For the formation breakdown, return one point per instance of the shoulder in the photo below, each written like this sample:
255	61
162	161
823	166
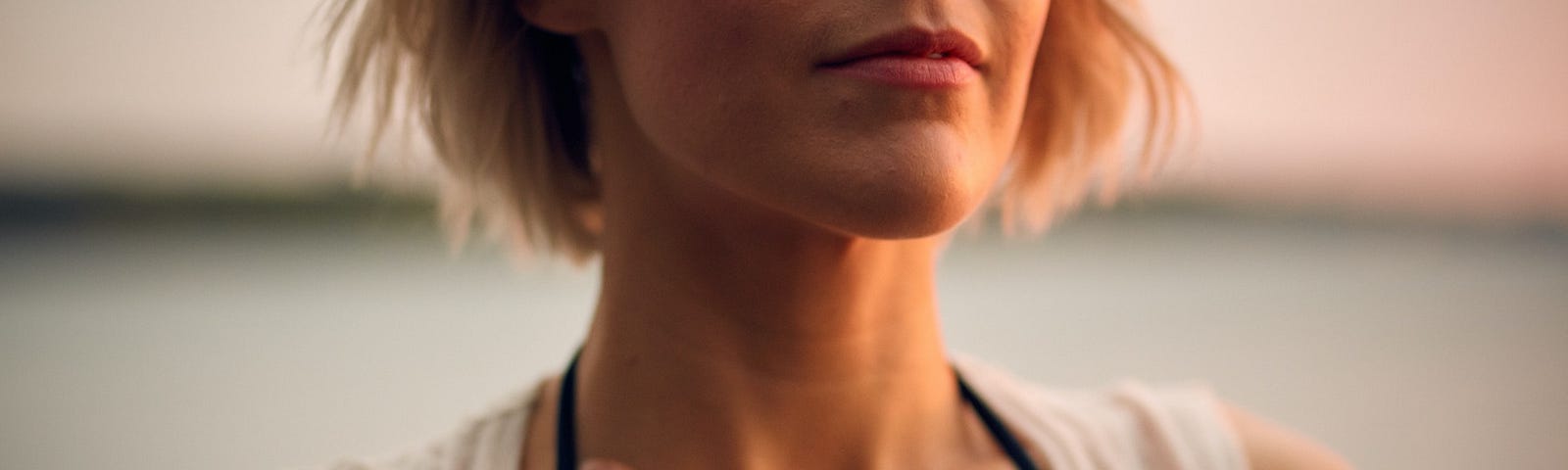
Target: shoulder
1136	425
1272	446
488	441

• What is being asked: Write out the material above precisely, leaving each picture behind.

• Task output:
For the formation breakdown, return one point per instance of the shoulder in the photo below, each written like this sample:
255	61
162	161
823	166
Target: shoulder
1136	425
1272	446
488	441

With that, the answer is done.